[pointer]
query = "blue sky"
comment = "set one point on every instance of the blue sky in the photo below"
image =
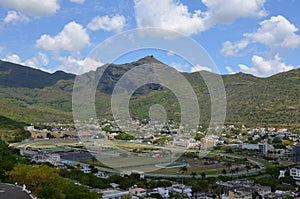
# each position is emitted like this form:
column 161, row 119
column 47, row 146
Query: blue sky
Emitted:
column 259, row 37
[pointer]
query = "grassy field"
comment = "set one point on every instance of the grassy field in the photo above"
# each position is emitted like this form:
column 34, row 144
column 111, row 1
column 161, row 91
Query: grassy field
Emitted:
column 123, row 158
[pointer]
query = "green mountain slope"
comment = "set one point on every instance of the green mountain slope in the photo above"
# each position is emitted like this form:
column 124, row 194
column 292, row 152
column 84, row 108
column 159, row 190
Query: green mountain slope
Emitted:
column 250, row 100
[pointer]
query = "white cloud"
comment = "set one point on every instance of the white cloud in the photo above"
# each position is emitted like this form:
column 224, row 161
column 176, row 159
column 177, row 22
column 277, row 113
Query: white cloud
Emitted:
column 78, row 1
column 170, row 53
column 38, row 61
column 180, row 67
column 229, row 69
column 262, row 67
column 200, row 68
column 172, row 15
column 232, row 49
column 78, row 66
column 72, row 38
column 276, row 33
column 14, row 58
column 33, row 7
column 15, row 17
column 226, row 12
column 114, row 23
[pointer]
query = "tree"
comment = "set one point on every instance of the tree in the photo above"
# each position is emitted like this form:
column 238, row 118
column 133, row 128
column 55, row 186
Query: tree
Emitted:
column 183, row 169
column 203, row 175
column 232, row 172
column 224, row 171
column 228, row 165
column 128, row 196
column 248, row 167
column 193, row 174
column 44, row 182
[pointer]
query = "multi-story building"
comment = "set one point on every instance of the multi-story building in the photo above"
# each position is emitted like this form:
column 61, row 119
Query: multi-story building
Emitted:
column 239, row 194
column 295, row 172
column 296, row 153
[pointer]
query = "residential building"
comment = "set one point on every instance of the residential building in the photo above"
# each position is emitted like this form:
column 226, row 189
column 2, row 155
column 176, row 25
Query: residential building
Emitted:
column 114, row 194
column 240, row 194
column 262, row 190
column 295, row 173
column 296, row 153
column 140, row 192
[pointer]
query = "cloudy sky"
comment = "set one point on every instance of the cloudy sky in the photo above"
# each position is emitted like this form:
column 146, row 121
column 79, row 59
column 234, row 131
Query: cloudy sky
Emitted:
column 260, row 37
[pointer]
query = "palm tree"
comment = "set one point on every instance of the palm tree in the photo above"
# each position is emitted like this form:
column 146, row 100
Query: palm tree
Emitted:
column 224, row 171
column 232, row 172
column 237, row 169
column 193, row 174
column 228, row 165
column 183, row 169
column 203, row 175
column 248, row 167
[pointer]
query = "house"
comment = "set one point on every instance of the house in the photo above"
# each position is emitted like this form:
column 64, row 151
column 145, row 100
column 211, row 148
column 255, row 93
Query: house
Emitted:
column 114, row 194
column 140, row 192
column 86, row 169
column 14, row 191
column 180, row 188
column 295, row 173
column 240, row 194
column 262, row 190
column 163, row 192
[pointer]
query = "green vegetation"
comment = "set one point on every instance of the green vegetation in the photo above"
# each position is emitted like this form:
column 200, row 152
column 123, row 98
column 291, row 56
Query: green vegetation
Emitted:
column 86, row 179
column 12, row 131
column 250, row 100
column 45, row 182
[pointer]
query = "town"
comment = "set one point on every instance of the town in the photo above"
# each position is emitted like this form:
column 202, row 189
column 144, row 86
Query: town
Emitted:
column 238, row 162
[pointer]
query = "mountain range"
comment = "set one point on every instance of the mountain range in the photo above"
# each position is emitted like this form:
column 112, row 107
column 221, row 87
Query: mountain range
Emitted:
column 31, row 95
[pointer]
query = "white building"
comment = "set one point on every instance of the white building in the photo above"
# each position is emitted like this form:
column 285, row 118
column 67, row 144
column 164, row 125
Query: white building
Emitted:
column 114, row 194
column 295, row 173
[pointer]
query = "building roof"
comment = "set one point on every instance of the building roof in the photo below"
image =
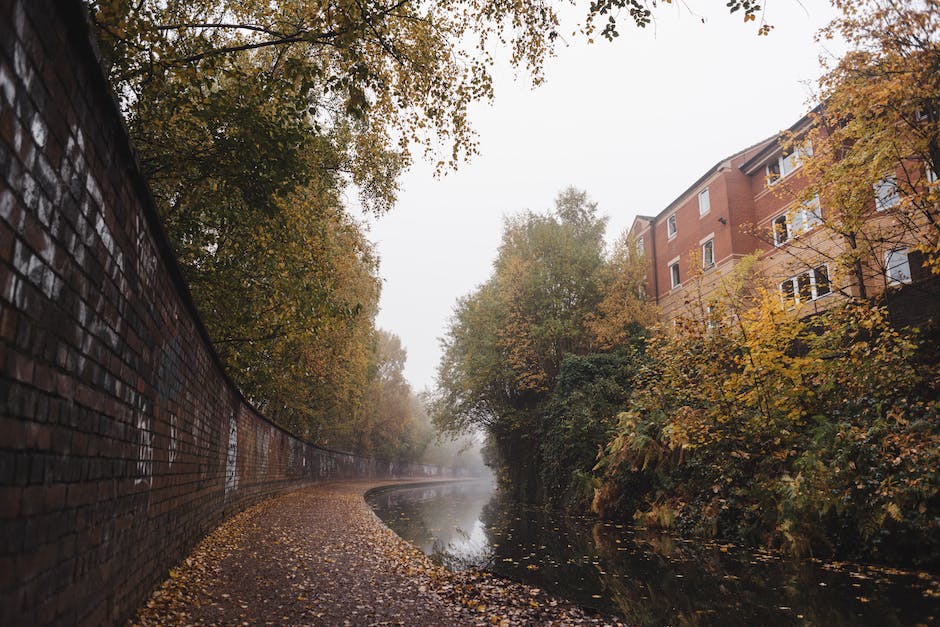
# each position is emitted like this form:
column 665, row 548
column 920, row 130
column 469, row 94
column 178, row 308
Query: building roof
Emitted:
column 768, row 151
column 715, row 168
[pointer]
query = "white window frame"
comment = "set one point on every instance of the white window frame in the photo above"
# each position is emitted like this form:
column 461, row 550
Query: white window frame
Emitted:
column 797, row 221
column 787, row 163
column 709, row 243
column 704, row 202
column 884, row 198
column 817, row 288
column 905, row 266
column 675, row 276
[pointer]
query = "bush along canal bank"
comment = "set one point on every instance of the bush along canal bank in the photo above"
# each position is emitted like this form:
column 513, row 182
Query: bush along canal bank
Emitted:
column 319, row 556
column 642, row 577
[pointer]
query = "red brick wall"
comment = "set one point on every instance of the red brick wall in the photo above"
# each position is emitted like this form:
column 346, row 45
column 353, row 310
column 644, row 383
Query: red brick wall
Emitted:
column 122, row 441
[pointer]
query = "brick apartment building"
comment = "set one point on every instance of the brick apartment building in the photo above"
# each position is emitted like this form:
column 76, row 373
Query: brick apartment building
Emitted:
column 746, row 203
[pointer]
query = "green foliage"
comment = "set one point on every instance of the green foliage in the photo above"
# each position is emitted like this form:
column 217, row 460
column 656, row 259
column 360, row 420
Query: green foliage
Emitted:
column 814, row 434
column 510, row 362
column 579, row 421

==========

• _EXERCISE PROMPT_:
Transcribe the records above from the line holding "Query: cloudy sky" down to the line holding "Query: green vegetation", inclusive, without adding anything.

• _RESULT OF THE TASK_:
Query: cloudy sky
Emitted:
column 260, row 37
[pointer]
query = "palm tree"
comment = "set one point on every instance of the palm tree in the photo above"
# each position is emitted like this form:
column 146, row 100
Query: palm tree
Emitted:
column 224, row 171
column 232, row 172
column 237, row 169
column 193, row 174
column 228, row 165
column 183, row 169
column 203, row 175
column 248, row 167
[pointer]
query = "house"
comment = "set one point on every instance of the house in the photo above"
# each position is emitted like this form:
column 64, row 151
column 145, row 100
column 211, row 148
column 255, row 93
Query: house
Emitted:
column 114, row 194
column 140, row 192
column 86, row 169
column 14, row 191
column 180, row 188
column 295, row 173
column 240, row 194
column 262, row 190
column 163, row 192
[pointer]
query = "green vegetation"
comment = "set one point on every instance of the green vegetation in the photo above"
# each position is emitted like this form:
column 200, row 152
column 123, row 98
column 291, row 56
Query: green vegetation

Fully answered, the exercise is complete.